### RECORDS TO USE
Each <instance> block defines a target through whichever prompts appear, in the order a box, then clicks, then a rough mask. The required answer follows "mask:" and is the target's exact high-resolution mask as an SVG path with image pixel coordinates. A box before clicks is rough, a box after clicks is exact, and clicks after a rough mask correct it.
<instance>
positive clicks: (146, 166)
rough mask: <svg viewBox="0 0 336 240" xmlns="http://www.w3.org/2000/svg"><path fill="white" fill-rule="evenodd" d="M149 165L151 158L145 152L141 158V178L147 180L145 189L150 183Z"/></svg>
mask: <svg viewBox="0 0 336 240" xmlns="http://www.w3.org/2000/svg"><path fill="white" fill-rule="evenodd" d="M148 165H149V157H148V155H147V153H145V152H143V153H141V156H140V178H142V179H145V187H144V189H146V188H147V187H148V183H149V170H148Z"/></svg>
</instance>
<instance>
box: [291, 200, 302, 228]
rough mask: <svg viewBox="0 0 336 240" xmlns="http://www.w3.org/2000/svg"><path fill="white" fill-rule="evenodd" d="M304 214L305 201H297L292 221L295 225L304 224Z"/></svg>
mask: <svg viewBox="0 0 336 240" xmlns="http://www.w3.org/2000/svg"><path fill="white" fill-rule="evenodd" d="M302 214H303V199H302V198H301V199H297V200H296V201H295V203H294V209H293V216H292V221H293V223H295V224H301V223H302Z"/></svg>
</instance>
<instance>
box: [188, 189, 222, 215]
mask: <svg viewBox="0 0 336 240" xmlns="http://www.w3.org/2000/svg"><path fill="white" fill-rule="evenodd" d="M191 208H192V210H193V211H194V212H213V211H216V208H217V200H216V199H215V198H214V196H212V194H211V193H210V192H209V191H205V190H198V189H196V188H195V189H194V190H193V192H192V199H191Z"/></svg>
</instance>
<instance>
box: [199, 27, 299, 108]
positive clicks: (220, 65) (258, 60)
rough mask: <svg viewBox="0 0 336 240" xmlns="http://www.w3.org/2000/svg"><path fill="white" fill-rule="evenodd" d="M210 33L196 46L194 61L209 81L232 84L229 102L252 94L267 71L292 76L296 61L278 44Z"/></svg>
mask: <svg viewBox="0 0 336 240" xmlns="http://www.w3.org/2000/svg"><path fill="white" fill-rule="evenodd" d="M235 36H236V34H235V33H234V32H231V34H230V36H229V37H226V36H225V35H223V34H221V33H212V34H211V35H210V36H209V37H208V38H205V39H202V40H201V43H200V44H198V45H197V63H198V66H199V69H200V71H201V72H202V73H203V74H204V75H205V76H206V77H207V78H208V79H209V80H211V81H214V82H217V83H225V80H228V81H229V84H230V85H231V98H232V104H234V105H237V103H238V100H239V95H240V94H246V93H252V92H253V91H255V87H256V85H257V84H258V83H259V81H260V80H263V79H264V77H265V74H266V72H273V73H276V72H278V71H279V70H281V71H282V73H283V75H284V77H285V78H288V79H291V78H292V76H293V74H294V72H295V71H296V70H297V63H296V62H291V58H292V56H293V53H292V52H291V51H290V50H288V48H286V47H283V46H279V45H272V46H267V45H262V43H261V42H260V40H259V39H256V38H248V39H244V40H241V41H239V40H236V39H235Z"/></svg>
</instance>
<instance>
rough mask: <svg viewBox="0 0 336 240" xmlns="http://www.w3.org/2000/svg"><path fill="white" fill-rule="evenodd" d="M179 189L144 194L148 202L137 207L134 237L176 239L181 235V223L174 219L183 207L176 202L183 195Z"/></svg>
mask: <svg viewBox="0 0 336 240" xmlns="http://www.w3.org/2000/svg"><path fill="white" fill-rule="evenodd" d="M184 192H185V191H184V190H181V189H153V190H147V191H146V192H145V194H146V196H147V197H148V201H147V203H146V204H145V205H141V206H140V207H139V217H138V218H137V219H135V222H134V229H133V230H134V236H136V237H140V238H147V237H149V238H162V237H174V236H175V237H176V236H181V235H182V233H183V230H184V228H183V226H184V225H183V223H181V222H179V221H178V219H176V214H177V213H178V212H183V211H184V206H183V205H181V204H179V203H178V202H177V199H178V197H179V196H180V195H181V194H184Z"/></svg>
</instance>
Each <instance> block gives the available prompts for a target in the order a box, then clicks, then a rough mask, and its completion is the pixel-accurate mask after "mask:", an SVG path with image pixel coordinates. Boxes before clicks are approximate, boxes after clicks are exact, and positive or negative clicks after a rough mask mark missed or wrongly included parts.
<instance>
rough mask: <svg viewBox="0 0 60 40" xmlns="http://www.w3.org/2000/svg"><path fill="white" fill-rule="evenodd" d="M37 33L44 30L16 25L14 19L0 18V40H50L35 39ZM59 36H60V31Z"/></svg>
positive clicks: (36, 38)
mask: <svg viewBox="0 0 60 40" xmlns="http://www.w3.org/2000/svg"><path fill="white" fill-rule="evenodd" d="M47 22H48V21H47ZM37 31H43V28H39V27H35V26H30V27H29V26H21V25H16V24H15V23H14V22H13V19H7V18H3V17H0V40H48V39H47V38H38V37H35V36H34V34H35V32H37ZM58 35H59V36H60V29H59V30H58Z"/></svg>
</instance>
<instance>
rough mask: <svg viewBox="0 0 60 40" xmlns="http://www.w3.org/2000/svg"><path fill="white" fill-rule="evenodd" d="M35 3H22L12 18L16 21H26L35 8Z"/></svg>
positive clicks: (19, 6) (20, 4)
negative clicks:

### WORK INSTRUCTION
Above are some records. Copy each of their lines that holds the string "order".

### RESPONSE TO THE TASK
Each <instance> block defines a target through whichever prompts appear, in the order a box, then clicks, then a rough mask. The required answer follows "mask:" and is the target's exact high-resolution mask as an SVG path with image pixel coordinates. A box before clicks is rough, a box after clicks is exact, and clicks after a rough mask correct it.
Each <instance> block gives the available prompts for a target in the order a box, then clicks, then a rough mask, and its completion is the pixel-accurate mask after "mask:", an SVG path with image pixel coordinates. Boxes before clicks are approximate, boxes after clicks are exact, and positive or negative clicks after a rough mask mark missed or wrongly included parts.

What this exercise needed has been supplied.